Count how many lines of the listing below contain the string "area", matching case exactly, and reply with only that number.
- - -
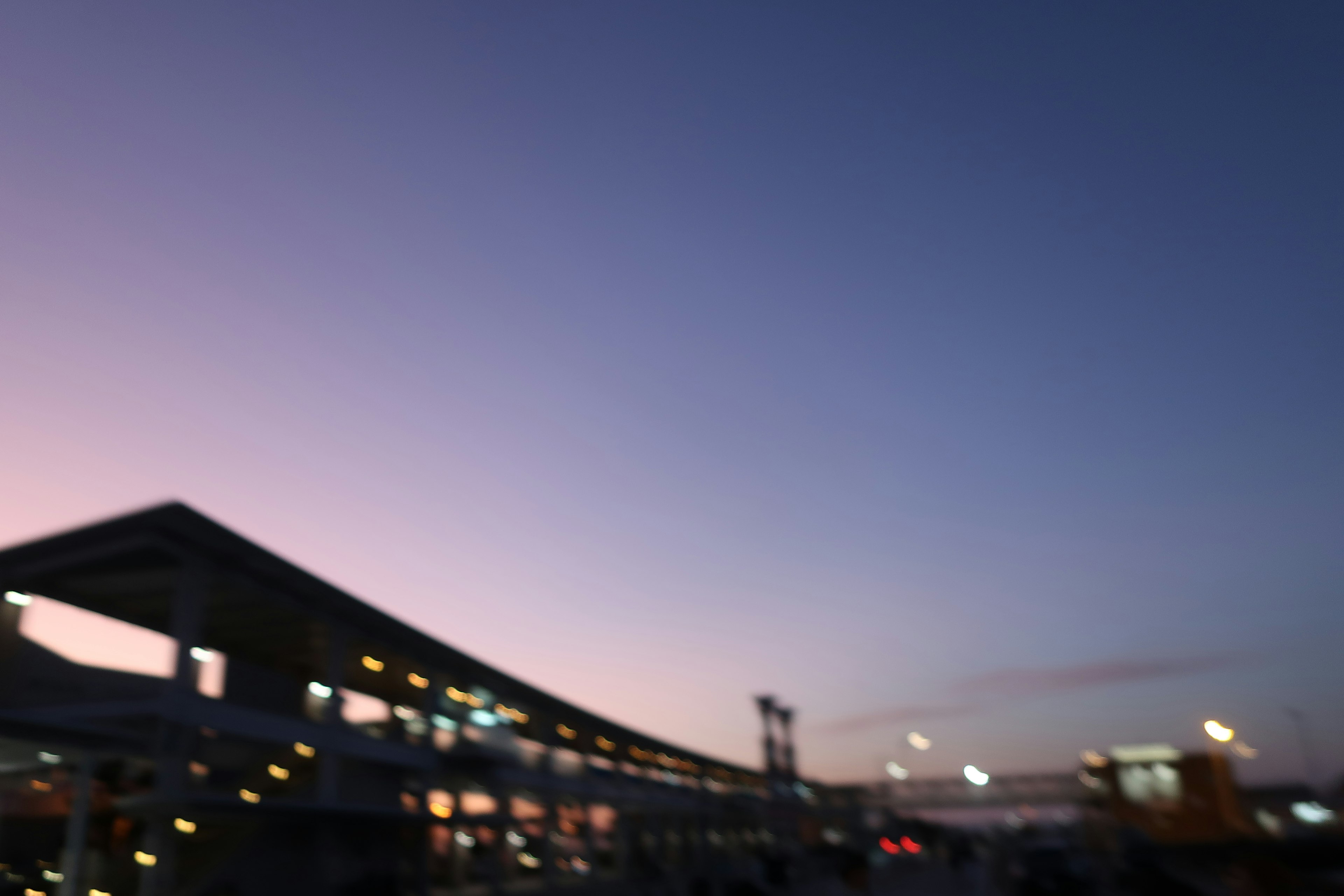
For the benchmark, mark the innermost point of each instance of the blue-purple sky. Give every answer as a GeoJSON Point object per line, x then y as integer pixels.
{"type": "Point", "coordinates": [968, 369]}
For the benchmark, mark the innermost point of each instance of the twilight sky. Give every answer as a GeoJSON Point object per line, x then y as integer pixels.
{"type": "Point", "coordinates": [972, 370]}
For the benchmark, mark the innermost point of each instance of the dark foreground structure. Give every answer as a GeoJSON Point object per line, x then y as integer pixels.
{"type": "Point", "coordinates": [302, 742]}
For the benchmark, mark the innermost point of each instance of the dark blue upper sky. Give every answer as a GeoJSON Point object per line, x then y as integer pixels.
{"type": "Point", "coordinates": [867, 354]}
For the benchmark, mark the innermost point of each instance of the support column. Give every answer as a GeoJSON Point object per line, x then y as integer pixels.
{"type": "Point", "coordinates": [328, 768]}
{"type": "Point", "coordinates": [77, 831]}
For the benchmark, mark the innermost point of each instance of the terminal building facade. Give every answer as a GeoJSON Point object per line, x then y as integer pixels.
{"type": "Point", "coordinates": [298, 741]}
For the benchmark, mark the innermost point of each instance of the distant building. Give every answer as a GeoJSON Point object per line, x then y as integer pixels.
{"type": "Point", "coordinates": [244, 727]}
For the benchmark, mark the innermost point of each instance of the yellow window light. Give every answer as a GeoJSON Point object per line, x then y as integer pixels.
{"type": "Point", "coordinates": [517, 715]}
{"type": "Point", "coordinates": [462, 696]}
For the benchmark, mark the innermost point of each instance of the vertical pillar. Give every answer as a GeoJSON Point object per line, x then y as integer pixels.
{"type": "Point", "coordinates": [328, 768]}
{"type": "Point", "coordinates": [549, 878]}
{"type": "Point", "coordinates": [787, 729]}
{"type": "Point", "coordinates": [77, 830]}
{"type": "Point", "coordinates": [765, 705]}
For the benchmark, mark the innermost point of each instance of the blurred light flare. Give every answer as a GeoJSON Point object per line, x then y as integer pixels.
{"type": "Point", "coordinates": [1093, 758]}
{"type": "Point", "coordinates": [1312, 813]}
{"type": "Point", "coordinates": [975, 776]}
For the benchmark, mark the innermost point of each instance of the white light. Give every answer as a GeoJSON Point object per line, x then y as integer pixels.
{"type": "Point", "coordinates": [1146, 753]}
{"type": "Point", "coordinates": [1312, 813]}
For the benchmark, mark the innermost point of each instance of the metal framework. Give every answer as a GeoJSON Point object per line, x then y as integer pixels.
{"type": "Point", "coordinates": [472, 781]}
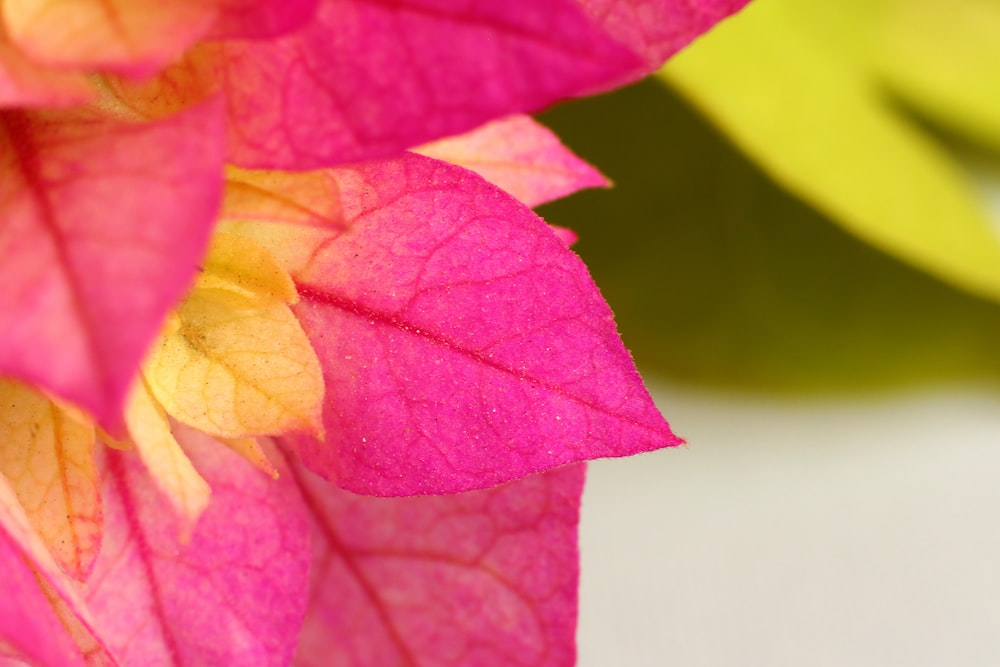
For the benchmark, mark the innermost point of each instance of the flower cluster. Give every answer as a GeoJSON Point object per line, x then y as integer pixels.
{"type": "Point", "coordinates": [227, 283]}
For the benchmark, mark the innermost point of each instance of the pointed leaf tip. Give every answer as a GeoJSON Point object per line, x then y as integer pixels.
{"type": "Point", "coordinates": [462, 343]}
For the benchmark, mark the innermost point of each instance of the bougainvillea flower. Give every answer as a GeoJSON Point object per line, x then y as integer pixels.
{"type": "Point", "coordinates": [225, 280]}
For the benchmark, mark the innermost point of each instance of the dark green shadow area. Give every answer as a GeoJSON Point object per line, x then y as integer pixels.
{"type": "Point", "coordinates": [717, 276]}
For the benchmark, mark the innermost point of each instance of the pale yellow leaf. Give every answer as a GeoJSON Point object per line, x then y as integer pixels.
{"type": "Point", "coordinates": [48, 458]}
{"type": "Point", "coordinates": [167, 463]}
{"type": "Point", "coordinates": [251, 450]}
{"type": "Point", "coordinates": [235, 261]}
{"type": "Point", "coordinates": [235, 366]}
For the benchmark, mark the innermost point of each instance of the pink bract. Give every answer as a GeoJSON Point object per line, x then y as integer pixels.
{"type": "Point", "coordinates": [463, 344]}
{"type": "Point", "coordinates": [235, 595]}
{"type": "Point", "coordinates": [486, 578]}
{"type": "Point", "coordinates": [104, 225]}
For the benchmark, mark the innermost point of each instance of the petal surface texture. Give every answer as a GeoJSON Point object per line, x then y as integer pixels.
{"type": "Point", "coordinates": [462, 343]}
{"type": "Point", "coordinates": [234, 595]}
{"type": "Point", "coordinates": [485, 578]}
{"type": "Point", "coordinates": [103, 226]}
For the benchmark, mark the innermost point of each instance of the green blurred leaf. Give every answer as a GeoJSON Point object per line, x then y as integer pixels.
{"type": "Point", "coordinates": [716, 275]}
{"type": "Point", "coordinates": [794, 85]}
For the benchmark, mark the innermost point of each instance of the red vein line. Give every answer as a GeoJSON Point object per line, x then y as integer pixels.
{"type": "Point", "coordinates": [361, 311]}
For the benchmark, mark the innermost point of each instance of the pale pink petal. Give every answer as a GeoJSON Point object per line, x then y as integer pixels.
{"type": "Point", "coordinates": [135, 37]}
{"type": "Point", "coordinates": [657, 29]}
{"type": "Point", "coordinates": [48, 458]}
{"type": "Point", "coordinates": [102, 226]}
{"type": "Point", "coordinates": [485, 578]}
{"type": "Point", "coordinates": [367, 79]}
{"type": "Point", "coordinates": [27, 84]}
{"type": "Point", "coordinates": [519, 156]}
{"type": "Point", "coordinates": [235, 595]}
{"type": "Point", "coordinates": [260, 19]}
{"type": "Point", "coordinates": [462, 343]}
{"type": "Point", "coordinates": [46, 603]}
{"type": "Point", "coordinates": [29, 627]}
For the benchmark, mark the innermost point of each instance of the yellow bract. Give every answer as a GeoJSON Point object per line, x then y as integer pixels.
{"type": "Point", "coordinates": [164, 458]}
{"type": "Point", "coordinates": [236, 262]}
{"type": "Point", "coordinates": [236, 365]}
{"type": "Point", "coordinates": [48, 457]}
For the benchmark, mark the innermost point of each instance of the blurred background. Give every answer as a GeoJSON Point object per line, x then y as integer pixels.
{"type": "Point", "coordinates": [802, 254]}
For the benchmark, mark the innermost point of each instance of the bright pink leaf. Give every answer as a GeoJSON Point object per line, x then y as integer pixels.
{"type": "Point", "coordinates": [47, 622]}
{"type": "Point", "coordinates": [103, 225]}
{"type": "Point", "coordinates": [367, 79]}
{"type": "Point", "coordinates": [462, 343]}
{"type": "Point", "coordinates": [485, 578]}
{"type": "Point", "coordinates": [657, 29]}
{"type": "Point", "coordinates": [519, 156]}
{"type": "Point", "coordinates": [235, 595]}
{"type": "Point", "coordinates": [261, 19]}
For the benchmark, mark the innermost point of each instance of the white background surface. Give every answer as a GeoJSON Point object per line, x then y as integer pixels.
{"type": "Point", "coordinates": [837, 533]}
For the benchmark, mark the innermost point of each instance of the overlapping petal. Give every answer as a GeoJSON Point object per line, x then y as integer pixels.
{"type": "Point", "coordinates": [48, 458]}
{"type": "Point", "coordinates": [657, 29]}
{"type": "Point", "coordinates": [484, 578]}
{"type": "Point", "coordinates": [24, 83]}
{"type": "Point", "coordinates": [104, 224]}
{"type": "Point", "coordinates": [521, 157]}
{"type": "Point", "coordinates": [260, 19]}
{"type": "Point", "coordinates": [462, 343]}
{"type": "Point", "coordinates": [367, 79]}
{"type": "Point", "coordinates": [235, 595]}
{"type": "Point", "coordinates": [134, 37]}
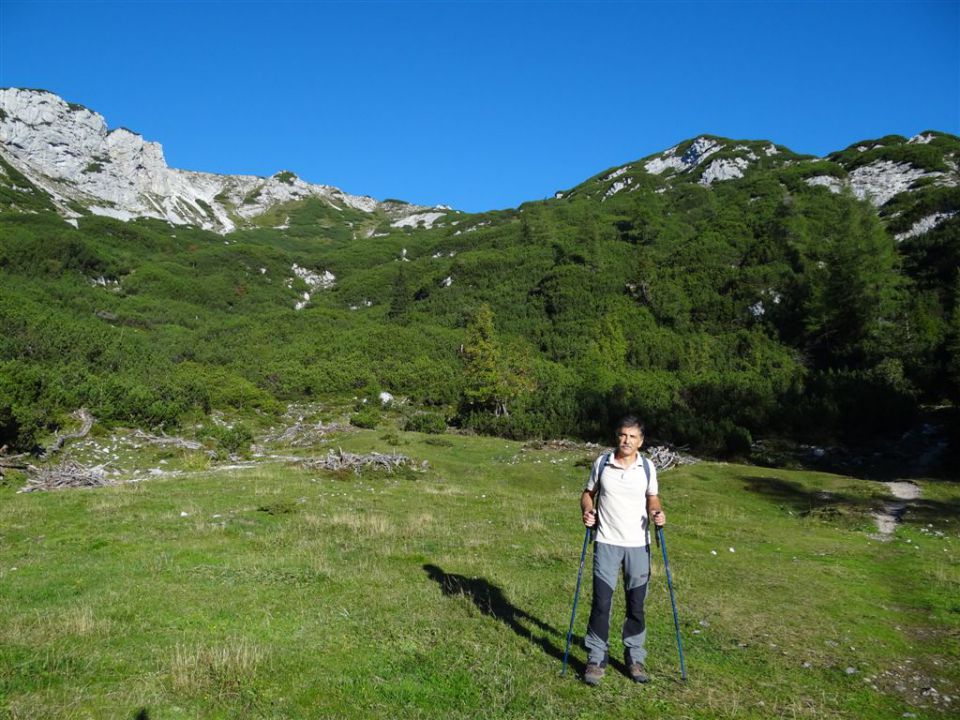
- - -
ANSWER TO THE EXERCISE: 1